TEXTO DA PÁGINA:
++++++++
Nunca se pensou, ao construir a Vitória-Minas, que ela viria a ser a chave de um sistema de distribuição de minério, em alta escala, pelos mercados sequer nacionais quanto mais estrangeiros.
Indispensável se tornou, portanto, transformá-la da sua primitiva função, que era o transporte de carga leve e de passageiros, para o tráfico de pesados trens de minério.
Vendo-se o Reino Unido em sensível carência de minério de ferro para vencer a guerra, olhou para os quatro cantos, no Atlântico, e só viu, como novidade, Uganda e Itabira.
Aqui em Itabira, estávamos nós de fauces abertas como o leão britânico também temos as suas: esse, faminto de hematite, e nós de recursos com que aparelhar a nossa incipiente economia nacional.
Interveio a boa vontade americana, pronta a fornecer ao Brasil dinheiro e material para o equipamento da Vitória-Minas e exploração dos campos ferríferos adjacentes.
É claro que aquilo que estamos recebendo não nos é trazido no bico de um beija-flor, que os srs. Roosevelt e Churchill nos mandem visitar. Aí está o sr. Warren Pierson, banqueiro, homem de negócios, e que trata conosco o assunto, em bases realísticas, isto é, com as bolas de débito e crédito.
Recebemos trilhos explosivos, perfuratrizes, locomotivas, vagões, caminhões, automóveis e por esse material pagamos aos nossos aliados com o sr. Getúlio Vargas, que é o gerente da firma, por 5 dólares, dinheiro bastante para remunerar o capital que nos foi alugado.
Não sei se todos sabem que a Companhia Vale do Rio Doce é aqui o mais doce dos negócios do Estado. O povo brasileiro se transformou do dia para a noite em seu dono.
E ficou senhor, proprietário dessa imensa jazida, sem dispensar um dólar, com intermediários, nem mesmo, o que fora curial, com a desapropriação dos direitos de propriedade dos antigos donos.
Um dia, porque o socialismo do Estado anda em marcha para o oeste também na Grã-Bretanha, o sr. Churchill mandou à city abafar os papeis da Itabira, que pertencia, a cidadãos ingleses. Pagou-os pela magra cotação de um negócio, que não andava, e entregou as ações ao governo do Brasil, contra a promessa da troca de minério.
++++++++
CONJUNTO DE DADOS:
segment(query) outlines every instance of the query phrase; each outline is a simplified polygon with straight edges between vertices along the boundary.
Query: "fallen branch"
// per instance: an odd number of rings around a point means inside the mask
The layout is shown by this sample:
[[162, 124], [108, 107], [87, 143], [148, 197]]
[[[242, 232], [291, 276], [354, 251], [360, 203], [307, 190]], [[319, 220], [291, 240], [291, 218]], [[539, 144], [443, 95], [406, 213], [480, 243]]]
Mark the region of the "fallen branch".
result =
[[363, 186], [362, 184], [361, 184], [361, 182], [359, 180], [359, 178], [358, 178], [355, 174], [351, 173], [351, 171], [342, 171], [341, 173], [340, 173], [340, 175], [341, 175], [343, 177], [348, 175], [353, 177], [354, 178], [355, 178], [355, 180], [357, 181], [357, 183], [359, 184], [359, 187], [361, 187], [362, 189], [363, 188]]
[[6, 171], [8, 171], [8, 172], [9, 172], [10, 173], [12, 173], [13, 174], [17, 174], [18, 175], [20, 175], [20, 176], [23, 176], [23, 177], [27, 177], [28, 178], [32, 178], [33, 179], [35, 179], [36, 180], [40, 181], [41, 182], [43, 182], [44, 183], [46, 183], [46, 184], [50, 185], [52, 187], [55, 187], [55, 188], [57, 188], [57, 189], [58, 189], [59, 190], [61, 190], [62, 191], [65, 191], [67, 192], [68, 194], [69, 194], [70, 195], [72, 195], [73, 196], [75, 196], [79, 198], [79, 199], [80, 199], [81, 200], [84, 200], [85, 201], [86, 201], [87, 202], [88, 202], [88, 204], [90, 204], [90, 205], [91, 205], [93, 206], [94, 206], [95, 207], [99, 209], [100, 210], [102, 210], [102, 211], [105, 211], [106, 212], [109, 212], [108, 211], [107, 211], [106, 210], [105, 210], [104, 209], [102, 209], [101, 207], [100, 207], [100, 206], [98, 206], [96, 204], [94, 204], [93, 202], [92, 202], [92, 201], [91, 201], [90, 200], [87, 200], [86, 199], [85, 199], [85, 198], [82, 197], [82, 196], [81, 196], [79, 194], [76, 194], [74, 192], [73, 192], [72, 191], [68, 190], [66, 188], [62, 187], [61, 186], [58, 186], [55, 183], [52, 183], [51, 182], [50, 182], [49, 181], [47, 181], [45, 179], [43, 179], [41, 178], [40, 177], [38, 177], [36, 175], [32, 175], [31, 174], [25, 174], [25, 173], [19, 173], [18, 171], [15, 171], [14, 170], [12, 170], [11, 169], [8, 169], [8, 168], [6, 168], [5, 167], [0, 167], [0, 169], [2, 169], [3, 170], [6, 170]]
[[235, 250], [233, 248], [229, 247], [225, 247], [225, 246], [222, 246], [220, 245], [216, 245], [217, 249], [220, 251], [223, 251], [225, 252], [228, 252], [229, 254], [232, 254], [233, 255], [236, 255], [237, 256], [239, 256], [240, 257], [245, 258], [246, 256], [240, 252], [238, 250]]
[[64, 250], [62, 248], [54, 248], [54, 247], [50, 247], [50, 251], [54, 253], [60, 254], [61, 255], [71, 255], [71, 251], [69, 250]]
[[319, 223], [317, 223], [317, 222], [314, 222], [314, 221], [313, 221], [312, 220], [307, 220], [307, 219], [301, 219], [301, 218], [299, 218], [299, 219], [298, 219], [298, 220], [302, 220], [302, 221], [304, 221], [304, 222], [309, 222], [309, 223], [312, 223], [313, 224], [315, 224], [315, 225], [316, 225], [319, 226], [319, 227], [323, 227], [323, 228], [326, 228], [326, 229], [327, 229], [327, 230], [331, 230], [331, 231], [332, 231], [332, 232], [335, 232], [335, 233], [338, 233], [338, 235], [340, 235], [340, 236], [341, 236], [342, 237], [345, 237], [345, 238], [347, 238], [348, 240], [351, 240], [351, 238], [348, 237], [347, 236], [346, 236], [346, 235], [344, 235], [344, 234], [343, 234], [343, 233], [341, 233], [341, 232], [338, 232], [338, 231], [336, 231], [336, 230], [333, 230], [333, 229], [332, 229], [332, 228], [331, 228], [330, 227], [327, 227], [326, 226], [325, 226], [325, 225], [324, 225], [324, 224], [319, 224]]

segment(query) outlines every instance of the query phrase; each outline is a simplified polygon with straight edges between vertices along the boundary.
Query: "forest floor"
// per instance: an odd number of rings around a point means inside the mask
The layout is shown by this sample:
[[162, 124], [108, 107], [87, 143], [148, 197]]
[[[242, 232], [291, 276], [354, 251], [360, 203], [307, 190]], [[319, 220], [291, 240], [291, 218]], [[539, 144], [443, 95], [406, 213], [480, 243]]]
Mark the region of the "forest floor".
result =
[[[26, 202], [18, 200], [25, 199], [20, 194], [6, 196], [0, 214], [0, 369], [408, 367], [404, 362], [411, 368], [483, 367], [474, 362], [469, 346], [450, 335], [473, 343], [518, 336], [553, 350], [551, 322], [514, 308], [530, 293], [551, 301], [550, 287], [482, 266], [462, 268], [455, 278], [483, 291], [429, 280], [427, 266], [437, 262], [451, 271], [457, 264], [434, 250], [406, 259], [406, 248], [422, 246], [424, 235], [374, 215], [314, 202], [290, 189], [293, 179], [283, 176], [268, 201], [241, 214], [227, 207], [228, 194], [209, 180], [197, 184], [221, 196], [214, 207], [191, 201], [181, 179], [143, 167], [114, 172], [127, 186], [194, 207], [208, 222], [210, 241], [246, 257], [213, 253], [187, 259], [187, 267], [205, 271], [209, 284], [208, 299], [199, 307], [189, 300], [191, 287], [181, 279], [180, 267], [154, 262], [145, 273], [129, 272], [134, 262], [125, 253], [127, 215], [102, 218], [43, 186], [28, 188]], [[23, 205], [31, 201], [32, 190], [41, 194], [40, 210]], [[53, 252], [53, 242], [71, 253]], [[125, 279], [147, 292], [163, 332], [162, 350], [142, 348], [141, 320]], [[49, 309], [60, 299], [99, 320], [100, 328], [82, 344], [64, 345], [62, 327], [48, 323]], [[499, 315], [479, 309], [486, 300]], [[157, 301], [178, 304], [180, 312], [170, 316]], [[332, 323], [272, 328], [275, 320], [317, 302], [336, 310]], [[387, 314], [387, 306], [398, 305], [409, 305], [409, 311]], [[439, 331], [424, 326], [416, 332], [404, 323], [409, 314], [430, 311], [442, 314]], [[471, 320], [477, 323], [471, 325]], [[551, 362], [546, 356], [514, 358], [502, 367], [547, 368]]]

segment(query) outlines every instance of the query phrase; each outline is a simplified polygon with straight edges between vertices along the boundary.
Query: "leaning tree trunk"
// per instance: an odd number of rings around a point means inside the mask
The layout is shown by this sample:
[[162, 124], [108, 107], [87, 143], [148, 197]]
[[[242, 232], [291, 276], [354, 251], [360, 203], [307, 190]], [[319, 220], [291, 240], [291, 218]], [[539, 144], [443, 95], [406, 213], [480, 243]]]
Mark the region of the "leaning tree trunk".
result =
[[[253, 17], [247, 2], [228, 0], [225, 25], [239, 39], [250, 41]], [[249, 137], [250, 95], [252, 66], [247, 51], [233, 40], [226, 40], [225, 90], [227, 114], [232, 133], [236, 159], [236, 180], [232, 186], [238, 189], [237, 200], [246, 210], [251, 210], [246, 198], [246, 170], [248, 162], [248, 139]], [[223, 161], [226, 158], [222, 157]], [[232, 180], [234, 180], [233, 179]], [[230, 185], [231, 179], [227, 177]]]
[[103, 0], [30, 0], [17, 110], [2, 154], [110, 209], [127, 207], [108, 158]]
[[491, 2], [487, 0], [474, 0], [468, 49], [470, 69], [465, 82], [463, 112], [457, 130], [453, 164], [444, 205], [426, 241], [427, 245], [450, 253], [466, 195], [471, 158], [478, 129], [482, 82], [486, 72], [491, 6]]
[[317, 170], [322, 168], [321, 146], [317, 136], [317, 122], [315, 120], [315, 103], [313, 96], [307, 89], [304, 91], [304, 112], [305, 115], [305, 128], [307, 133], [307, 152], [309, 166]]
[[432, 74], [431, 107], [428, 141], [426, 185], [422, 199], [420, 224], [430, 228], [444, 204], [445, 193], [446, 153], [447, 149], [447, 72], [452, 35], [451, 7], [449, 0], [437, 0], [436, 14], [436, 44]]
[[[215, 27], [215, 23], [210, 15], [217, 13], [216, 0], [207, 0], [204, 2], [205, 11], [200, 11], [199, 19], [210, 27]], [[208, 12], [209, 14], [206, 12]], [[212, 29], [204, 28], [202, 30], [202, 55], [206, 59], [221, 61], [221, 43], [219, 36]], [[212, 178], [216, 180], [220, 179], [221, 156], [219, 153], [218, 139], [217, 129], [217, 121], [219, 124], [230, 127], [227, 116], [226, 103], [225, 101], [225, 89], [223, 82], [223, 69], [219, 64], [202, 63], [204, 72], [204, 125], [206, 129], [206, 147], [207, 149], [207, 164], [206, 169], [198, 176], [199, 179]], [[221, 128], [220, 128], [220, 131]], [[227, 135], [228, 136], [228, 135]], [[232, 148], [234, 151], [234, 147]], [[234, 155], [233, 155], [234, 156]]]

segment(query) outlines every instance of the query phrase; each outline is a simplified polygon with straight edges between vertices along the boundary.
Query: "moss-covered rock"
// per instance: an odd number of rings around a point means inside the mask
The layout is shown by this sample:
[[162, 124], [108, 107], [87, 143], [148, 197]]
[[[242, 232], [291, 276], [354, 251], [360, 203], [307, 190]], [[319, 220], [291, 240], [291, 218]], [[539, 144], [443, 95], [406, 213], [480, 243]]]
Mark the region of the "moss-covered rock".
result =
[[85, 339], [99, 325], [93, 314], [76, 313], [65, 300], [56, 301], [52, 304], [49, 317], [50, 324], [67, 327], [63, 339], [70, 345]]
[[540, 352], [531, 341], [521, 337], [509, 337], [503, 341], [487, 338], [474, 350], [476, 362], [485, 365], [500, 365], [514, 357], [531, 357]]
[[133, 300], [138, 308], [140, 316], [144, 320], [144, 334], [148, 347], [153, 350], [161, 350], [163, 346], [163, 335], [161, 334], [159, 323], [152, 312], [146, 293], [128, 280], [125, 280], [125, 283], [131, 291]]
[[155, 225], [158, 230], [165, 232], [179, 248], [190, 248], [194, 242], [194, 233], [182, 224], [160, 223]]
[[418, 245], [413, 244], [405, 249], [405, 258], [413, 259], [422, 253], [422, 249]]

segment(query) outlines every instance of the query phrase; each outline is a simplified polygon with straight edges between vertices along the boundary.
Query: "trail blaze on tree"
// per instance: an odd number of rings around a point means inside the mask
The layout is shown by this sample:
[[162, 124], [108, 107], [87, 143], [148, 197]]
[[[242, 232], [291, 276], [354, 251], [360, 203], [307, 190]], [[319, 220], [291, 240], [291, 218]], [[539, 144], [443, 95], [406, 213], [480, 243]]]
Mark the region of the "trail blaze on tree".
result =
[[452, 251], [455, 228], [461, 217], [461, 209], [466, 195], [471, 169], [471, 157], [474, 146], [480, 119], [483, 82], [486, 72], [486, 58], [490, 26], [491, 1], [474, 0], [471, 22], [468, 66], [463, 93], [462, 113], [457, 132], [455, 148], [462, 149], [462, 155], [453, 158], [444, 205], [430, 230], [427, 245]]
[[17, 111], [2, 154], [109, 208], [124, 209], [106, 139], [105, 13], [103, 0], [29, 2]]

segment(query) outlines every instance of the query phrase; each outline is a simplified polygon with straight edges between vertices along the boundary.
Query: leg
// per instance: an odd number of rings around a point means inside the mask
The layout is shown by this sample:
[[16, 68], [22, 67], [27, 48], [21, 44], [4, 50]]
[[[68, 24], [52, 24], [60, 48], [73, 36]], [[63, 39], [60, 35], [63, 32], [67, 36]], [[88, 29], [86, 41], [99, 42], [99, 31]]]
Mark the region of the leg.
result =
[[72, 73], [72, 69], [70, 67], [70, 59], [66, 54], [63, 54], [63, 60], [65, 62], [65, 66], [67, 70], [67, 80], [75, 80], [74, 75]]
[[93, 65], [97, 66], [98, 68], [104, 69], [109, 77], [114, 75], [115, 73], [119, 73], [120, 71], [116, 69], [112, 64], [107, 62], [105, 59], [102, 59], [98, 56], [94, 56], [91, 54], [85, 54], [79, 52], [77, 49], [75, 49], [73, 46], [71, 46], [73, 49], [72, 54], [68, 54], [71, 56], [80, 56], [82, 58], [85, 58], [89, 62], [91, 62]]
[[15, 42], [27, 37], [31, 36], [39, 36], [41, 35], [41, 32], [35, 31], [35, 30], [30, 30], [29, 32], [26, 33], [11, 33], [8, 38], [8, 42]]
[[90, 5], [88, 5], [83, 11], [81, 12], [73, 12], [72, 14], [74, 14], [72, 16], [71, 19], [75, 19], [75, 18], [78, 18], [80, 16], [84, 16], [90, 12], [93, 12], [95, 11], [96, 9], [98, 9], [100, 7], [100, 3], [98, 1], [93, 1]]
++++++++
OBJETIVO DECLARADO 1:
Com base no texto da página, explique em até três sentenças por que se tornou indispensável transformar a Vitória-Minas.
OBJETIVO DECLARADO 2:
Transcreva, do texto da página, o trecho que se inicia com as palavras "Indispensável se tornou, portanto, transformá-la" e se encerra com "campos ferríferos adjacentes.".
Os dados constituem material à parte, sem relação com o texto da página.

RESULTADO DA TAREFA 1:
A Vitória-Minas foi construída para o transporte de carga leve e de passageiros, sem que se imaginasse que viria a ser a chave de um sistema de distribuição de minério em alta escala. Como passou a desempenhar esse papel, tornou-se indispensável adaptá-la ao tráfego de pesados trens de minério.

RESULTADO DA TAREFA 2:
Indispensável se tornou, portanto, transformá-la da sua primitiva função, que era o transporte de carga leve e de passageiros, para o tráfico de pesados trens de minério.
Vendo-se o Reino Unido em sensível carência de minério de ferro para vencer a guerra, olhou para os quatro cantos, no Atlântico, e só viu, como novidade, Uganda e Itabira.
Aqui em Itabira, estávamos nós de fauces abertas como o leão britânico também temos as suas: esse, faminto de hematite, e nós de recursos com que aparelhar a nossa incipiente economia nacional.
Interveio a boa vontade americana, pronta a fornecer ao Brasil dinheiro e material para o equipamento da Vitória-Minas e exploração dos campos ferríferos adjacentes.